§ **GOAL**: Only the lines from the line holding "Where can the cyclist" to the last line should be output, each exactly as given.

§ **RECORDS FOR PROCESSING**:
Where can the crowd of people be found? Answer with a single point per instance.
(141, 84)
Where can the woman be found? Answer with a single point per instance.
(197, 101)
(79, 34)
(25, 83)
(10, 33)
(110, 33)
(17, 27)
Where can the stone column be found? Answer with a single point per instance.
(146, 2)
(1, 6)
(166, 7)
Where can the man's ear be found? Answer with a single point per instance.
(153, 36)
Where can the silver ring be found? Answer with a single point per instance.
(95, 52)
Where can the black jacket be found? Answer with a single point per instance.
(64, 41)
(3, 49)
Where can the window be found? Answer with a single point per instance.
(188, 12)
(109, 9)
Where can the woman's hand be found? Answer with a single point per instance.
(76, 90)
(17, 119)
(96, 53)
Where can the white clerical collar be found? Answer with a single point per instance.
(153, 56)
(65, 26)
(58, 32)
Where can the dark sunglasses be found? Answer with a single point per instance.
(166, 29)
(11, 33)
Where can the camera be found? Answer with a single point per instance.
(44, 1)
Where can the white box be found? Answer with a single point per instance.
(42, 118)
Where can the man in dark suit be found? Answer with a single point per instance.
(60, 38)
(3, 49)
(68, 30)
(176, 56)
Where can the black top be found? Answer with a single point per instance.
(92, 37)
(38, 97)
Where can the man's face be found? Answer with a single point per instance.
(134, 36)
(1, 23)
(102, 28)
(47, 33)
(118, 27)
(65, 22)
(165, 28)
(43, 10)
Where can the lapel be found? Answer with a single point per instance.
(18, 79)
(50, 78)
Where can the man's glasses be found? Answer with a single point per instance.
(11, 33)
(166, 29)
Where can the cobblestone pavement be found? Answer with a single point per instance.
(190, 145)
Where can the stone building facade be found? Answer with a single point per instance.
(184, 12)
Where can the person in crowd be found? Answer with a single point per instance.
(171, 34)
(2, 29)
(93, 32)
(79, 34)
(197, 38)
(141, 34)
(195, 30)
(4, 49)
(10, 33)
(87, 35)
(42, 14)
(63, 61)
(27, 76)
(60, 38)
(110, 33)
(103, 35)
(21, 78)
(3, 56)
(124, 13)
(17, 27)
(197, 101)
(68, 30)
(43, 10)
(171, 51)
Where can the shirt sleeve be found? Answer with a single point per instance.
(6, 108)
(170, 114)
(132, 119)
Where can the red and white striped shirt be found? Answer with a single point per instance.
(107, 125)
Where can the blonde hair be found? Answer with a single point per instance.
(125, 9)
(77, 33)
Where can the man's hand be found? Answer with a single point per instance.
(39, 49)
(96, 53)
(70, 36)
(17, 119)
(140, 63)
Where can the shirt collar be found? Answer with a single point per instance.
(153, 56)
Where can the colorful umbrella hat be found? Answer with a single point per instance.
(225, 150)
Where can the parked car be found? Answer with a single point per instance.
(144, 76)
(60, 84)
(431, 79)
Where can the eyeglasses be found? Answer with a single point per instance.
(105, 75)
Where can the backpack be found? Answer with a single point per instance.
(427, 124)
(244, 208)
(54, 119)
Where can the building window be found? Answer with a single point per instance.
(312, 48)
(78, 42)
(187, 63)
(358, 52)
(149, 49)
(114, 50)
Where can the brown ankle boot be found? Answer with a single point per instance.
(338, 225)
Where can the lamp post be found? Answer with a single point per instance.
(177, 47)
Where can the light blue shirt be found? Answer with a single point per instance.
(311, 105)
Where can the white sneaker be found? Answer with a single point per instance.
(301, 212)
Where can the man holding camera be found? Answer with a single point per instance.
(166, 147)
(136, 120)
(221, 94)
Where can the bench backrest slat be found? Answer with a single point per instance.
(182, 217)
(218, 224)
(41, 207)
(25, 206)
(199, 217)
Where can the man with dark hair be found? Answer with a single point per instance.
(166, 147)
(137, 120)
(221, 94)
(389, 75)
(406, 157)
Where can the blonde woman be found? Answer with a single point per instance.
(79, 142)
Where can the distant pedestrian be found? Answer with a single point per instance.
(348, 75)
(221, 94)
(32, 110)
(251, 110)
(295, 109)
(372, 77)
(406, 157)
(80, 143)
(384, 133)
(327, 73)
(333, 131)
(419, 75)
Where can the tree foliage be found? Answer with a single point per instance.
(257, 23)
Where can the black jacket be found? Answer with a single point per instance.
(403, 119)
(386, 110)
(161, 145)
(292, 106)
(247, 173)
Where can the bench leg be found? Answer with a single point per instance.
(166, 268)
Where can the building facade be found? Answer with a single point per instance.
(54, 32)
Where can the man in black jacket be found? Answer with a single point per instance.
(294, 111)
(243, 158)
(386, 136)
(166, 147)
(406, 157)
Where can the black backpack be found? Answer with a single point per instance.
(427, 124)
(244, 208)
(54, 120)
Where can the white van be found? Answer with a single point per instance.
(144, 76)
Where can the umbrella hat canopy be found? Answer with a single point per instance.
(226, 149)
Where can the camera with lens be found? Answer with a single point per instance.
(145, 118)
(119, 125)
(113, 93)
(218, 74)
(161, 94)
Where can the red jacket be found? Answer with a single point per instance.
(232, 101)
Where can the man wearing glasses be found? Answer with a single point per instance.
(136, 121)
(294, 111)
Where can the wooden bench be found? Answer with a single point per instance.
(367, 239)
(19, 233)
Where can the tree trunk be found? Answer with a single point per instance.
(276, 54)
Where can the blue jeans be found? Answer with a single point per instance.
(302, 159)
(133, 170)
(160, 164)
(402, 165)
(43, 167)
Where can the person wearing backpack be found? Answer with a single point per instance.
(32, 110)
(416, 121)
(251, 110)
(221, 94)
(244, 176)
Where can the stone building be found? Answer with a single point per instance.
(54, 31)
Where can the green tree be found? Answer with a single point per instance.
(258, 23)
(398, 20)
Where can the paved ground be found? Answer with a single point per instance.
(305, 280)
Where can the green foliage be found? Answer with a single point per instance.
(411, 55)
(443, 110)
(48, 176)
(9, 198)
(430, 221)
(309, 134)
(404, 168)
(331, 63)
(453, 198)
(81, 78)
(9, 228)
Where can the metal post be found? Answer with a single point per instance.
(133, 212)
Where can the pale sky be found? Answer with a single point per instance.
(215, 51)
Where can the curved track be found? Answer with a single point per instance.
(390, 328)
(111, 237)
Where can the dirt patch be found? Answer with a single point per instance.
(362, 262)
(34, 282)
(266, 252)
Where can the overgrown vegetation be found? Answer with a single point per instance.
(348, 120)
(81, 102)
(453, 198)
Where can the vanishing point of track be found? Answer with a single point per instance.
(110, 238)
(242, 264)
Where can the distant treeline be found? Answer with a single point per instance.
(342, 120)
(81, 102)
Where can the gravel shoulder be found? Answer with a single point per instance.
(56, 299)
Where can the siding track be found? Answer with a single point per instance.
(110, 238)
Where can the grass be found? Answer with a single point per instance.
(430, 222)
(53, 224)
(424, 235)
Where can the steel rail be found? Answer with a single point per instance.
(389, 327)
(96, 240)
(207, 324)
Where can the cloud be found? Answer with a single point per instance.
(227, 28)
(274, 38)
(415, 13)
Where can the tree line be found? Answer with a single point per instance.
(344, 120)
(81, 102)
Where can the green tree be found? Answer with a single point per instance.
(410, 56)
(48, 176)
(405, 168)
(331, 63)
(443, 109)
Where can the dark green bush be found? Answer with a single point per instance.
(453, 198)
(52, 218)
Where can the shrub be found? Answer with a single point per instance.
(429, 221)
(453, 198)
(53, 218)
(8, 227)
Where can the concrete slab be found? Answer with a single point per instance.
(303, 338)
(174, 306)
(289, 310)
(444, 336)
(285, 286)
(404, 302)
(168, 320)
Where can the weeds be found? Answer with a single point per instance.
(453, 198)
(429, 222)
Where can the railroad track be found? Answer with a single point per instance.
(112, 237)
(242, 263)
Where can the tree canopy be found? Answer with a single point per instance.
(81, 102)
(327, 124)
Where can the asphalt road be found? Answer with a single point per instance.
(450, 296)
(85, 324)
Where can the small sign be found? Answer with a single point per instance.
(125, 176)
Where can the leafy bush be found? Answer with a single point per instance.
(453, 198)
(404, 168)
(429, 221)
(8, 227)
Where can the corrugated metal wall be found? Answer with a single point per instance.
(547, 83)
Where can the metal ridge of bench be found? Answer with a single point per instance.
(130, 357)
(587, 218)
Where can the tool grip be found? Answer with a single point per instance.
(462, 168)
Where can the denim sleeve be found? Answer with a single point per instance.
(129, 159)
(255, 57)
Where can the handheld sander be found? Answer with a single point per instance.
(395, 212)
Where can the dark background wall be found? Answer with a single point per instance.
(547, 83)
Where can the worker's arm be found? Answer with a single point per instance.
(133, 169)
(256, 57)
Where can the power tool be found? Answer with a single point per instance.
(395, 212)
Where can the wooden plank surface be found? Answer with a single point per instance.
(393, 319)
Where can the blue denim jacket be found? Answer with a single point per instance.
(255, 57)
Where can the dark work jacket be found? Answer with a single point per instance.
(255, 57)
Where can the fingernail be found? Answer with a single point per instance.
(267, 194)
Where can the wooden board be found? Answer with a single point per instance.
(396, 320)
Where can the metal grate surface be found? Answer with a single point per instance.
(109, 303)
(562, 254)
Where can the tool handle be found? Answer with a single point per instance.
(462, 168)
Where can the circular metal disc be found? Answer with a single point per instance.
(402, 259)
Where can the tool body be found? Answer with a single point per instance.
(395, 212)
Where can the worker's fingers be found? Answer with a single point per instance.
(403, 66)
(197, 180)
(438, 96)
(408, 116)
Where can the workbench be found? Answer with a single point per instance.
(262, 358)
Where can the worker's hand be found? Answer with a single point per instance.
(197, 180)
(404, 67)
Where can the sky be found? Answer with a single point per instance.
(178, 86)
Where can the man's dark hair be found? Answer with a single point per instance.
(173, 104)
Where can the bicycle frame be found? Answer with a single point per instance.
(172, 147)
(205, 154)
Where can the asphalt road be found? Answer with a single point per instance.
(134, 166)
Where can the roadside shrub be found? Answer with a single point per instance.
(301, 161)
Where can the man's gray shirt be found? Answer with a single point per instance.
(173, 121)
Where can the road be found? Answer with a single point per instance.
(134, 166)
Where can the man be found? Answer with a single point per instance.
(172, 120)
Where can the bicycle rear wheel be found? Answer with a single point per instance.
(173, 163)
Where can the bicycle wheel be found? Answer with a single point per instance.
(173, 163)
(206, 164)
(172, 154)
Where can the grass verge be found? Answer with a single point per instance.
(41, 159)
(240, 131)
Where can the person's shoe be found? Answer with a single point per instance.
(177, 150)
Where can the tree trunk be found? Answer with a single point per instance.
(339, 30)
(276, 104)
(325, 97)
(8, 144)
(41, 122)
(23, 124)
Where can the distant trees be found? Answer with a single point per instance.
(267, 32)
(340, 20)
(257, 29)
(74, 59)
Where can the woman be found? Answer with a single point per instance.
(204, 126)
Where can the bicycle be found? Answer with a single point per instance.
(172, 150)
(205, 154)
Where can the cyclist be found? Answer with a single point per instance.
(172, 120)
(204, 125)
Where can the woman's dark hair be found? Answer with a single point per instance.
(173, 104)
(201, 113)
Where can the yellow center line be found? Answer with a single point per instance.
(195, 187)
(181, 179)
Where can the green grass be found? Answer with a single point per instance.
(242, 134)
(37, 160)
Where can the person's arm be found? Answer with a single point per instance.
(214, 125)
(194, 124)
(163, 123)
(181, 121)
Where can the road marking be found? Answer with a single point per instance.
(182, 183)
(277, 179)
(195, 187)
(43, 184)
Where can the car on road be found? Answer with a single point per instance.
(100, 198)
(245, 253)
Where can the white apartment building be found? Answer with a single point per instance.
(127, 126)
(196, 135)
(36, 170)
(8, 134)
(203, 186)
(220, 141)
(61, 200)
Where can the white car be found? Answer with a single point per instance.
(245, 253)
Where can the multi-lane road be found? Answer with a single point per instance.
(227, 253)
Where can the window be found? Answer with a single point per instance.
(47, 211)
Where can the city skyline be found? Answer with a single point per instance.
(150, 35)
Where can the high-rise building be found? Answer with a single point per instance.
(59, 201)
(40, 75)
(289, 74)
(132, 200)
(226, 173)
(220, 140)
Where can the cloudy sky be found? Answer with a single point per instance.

§ **WRITTEN ANSWER**:
Where can the cyclist be found? Answer with a single point per instance.
(172, 120)
(204, 125)
Where can the woman's dark hair be found? Answer with a single point per instance.
(173, 104)
(201, 113)
Where can the yellow center line be found? Answer with a single point per instance.
(195, 187)
(181, 179)
Where can the green grass be found? Answer with a single point per instance.
(242, 134)
(37, 160)
Where can the person's arm be found? Answer with a single point per instance.
(214, 125)
(194, 124)
(163, 123)
(181, 121)
Where can the road marking be found? Answer with a single point per instance.
(182, 183)
(277, 179)
(195, 187)
(43, 184)
Where can the car on road be found? Answer with a single point per instance.
(100, 198)
(245, 253)
Where can the white apartment building be found? Answer with a single point per instance.
(127, 126)
(196, 135)
(36, 170)
(8, 134)
(203, 186)
(220, 141)
(61, 200)
Where can the white car be found? Answer with a single point per instance.
(245, 253)
Where can the multi-lane road be found? Answer with a single point per instance.
(227, 253)
Where can the window be found? Answer with a single point per instance.
(47, 211)
Where can the city skyline be found? Answer with a single point per instance.
(150, 35)
Where can the high-rise building be found? Answer with a single point per instance.
(59, 201)
(40, 75)
(289, 74)
(132, 200)
(226, 173)
(220, 140)
Where can the cloudy sky be found? Answer with a single point per instance.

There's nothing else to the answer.